======== RECORD EXTRACTS

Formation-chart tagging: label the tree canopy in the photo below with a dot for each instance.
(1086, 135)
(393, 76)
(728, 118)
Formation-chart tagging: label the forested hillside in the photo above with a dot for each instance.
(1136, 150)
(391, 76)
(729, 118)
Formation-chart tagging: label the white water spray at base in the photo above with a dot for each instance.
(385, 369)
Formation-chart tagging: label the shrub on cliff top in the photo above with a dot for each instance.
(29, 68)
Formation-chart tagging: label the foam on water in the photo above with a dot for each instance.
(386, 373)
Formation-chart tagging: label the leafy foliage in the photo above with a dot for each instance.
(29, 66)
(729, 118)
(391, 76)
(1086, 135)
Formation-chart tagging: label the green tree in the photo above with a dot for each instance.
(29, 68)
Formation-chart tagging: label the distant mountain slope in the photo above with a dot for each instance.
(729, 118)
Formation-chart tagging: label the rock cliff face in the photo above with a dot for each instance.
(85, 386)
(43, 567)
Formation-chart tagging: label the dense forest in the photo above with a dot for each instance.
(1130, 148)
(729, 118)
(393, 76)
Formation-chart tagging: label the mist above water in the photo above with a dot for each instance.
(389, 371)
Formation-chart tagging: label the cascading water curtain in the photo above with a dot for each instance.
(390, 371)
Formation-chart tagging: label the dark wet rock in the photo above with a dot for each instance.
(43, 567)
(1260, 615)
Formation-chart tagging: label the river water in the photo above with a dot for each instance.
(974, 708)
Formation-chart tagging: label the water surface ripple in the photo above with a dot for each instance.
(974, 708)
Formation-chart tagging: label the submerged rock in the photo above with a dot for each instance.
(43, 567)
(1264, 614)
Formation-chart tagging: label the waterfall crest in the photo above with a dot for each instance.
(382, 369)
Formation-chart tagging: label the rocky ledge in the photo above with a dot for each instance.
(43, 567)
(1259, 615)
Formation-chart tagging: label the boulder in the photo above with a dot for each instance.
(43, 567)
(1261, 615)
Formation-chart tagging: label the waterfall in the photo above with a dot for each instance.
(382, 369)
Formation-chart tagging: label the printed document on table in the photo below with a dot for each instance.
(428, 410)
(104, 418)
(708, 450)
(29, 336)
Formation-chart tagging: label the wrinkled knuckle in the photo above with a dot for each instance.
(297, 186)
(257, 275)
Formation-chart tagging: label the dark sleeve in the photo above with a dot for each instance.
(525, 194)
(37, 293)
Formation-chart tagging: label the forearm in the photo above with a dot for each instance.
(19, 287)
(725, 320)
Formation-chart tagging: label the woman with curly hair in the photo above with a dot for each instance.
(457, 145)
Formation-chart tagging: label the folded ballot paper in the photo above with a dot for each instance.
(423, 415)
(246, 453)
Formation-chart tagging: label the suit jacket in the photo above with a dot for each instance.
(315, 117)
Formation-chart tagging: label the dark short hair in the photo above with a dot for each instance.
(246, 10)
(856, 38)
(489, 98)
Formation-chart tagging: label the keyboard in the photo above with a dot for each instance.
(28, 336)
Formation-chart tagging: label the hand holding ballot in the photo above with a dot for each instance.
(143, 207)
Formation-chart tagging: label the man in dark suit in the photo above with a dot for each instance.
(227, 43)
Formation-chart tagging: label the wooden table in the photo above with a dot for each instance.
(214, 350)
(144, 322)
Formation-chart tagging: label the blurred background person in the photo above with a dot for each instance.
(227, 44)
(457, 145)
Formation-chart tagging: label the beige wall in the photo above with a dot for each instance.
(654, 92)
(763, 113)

================

Copy the records from the line containing "Formation-chart tagging: label the beige" through the end of the records, both ends included, and switch "beige" to "tan" while leaving everything else untouched.

## REPLY TO THE TASK
Formation-chart tagging: label the tan wall in the photo above with a dot for each instance.
(654, 92)
(763, 113)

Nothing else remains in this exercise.